>> BEGIN Text
In the past decade, membrane-based water filtration systems have become the predominant technology to replace sand-based systems. They cost about the same to install and require a lot less space -- a unit capable of treating water for 5,000 residents is about the size of a large closet. They can also be much cheaper to operate over the long run.

The leading technology in membrane-based systems was developed in Canada by a company called Zenon (which has since been acquired by GE). Dubbed the ZeeWeed®, it is capable of filtering out up to 99.999 per cent of impurities, as opposed to 99.9 per cent for sand filtration systems.

Despite these obvious advantages, membrane-based systems remain out of reach, especially for small municipalities that can’t afford a sand-based system in the first place. Now Bérubé and his team of undergrad and graduate students have developed a microprobe that could make membrane systems cheaper to operate, and in turn make it possible for smaller communities to provide more affordable and cleaner drinking water.

The membrane-based systems consist of thousands of polymer-coated fibres -- hollow tubes 2m in length and about the girth of cooked spaghetti -- vertically submerged in large tanks of water and fixed to the bottom. As source water flows through the tank, suction is applied to the top of the fibres, forcing water to enter through tiny pores on the fibres’ surface, leaving impurities behind.
>> END Text
>> BEGIN Data shown
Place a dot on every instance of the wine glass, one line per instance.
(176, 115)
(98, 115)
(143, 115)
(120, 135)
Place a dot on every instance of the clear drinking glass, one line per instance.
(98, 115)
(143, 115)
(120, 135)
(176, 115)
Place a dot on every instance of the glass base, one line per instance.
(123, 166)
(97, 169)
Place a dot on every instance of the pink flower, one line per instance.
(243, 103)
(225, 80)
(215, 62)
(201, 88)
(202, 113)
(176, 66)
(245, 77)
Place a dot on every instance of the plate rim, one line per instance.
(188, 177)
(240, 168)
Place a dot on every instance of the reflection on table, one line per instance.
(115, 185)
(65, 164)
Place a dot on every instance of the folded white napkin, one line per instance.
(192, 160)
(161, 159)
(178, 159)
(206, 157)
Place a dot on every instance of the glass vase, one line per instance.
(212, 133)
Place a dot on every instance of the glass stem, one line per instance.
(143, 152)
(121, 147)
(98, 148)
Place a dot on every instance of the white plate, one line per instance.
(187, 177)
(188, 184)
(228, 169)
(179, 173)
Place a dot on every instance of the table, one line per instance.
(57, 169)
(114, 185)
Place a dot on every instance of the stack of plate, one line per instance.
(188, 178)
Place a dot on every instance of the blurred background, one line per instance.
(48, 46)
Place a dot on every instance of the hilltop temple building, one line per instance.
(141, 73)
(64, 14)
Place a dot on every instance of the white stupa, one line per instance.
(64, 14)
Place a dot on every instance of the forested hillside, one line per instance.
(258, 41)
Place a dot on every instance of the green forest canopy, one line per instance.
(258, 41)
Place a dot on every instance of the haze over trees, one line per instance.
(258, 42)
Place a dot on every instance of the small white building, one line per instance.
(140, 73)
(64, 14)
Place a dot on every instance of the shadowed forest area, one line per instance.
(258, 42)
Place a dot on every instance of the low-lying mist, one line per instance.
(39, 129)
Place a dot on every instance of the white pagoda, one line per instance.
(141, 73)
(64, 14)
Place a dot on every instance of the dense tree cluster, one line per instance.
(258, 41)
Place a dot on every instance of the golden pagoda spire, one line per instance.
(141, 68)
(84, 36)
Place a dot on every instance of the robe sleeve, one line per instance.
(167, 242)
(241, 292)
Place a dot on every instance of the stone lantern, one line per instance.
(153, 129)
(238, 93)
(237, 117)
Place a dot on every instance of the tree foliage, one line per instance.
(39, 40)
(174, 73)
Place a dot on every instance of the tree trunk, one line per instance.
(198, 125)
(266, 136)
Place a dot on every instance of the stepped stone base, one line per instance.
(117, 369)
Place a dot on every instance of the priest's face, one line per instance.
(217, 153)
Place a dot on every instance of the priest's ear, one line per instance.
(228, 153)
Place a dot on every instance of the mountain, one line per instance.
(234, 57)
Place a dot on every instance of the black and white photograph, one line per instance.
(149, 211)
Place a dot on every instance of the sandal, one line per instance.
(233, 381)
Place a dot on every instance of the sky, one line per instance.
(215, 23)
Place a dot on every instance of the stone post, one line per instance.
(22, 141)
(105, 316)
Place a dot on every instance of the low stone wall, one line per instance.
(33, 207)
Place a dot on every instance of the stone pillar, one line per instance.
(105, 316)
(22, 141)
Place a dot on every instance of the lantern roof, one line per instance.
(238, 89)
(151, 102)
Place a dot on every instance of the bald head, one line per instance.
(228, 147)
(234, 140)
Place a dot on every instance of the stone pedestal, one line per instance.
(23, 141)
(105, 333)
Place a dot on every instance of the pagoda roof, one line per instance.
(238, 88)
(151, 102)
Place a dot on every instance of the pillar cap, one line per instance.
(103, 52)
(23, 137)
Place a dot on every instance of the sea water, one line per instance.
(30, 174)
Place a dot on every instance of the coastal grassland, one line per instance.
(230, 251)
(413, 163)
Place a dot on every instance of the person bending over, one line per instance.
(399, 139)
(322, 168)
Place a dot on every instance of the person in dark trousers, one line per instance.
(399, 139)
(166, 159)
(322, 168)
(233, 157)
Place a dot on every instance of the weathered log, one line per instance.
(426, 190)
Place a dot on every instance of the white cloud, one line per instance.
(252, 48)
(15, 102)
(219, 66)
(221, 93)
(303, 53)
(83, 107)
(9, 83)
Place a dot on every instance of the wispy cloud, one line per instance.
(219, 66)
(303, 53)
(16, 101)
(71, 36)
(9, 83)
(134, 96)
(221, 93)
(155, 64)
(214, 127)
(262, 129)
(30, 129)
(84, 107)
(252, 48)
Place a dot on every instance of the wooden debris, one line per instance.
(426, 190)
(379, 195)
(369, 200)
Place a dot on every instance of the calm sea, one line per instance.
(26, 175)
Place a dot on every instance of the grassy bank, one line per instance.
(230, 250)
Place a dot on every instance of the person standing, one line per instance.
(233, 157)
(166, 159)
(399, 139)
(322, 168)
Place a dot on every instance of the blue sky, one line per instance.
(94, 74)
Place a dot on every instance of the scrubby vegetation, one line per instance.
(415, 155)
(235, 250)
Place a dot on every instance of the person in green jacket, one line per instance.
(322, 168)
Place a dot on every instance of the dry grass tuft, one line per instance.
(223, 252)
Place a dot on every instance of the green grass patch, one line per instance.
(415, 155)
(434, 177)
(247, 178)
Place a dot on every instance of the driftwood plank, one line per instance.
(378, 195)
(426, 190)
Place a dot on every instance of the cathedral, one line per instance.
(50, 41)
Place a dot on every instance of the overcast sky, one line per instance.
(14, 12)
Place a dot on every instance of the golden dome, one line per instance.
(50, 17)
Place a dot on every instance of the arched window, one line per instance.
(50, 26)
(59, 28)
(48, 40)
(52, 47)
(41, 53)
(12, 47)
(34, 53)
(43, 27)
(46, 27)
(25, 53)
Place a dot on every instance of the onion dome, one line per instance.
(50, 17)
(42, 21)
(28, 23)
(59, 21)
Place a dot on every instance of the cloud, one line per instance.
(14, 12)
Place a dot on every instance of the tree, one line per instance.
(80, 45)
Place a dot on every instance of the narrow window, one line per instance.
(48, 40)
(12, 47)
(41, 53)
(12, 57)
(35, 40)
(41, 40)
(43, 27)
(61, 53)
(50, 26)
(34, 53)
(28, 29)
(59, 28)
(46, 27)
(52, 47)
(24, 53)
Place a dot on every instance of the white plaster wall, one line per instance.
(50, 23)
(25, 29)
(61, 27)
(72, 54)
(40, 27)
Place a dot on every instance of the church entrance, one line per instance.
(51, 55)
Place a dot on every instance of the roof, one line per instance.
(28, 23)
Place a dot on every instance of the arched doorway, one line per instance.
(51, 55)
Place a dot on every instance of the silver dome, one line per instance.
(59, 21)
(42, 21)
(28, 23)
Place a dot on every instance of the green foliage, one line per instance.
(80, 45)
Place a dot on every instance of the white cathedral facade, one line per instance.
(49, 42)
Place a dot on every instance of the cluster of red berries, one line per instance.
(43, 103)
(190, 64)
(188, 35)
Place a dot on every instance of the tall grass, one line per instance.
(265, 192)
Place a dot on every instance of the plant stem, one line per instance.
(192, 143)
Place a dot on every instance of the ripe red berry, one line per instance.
>> END Data shown
▸ **Requests**
1 - From the water filtration text, list each way it compares membrane-based systems with sand-based systems.
2 - Answer these questions from the water filtration text:
(a) Which company developed the ZeeWeed®, and in what country?
(b) How long are the hollow fibres in the membrane-based systems?
(c) To what part of the fibres is suction applied?
The lines have no connection to the water filtration text.

▸ **Outputs in order**
1 -
- They cost about the same to install.
- They require a lot less space.
- They can be much cheaper to operate over the long run.
- The leading membrane technology, the ZeeWeed®, filters out up to 99.999 per cent of impurities, as opposed to 99.9 per cent for sand filtration systems.

2 -
(a) Zenon, in Canada.
(b) 2m.
(c) The top of the fibres.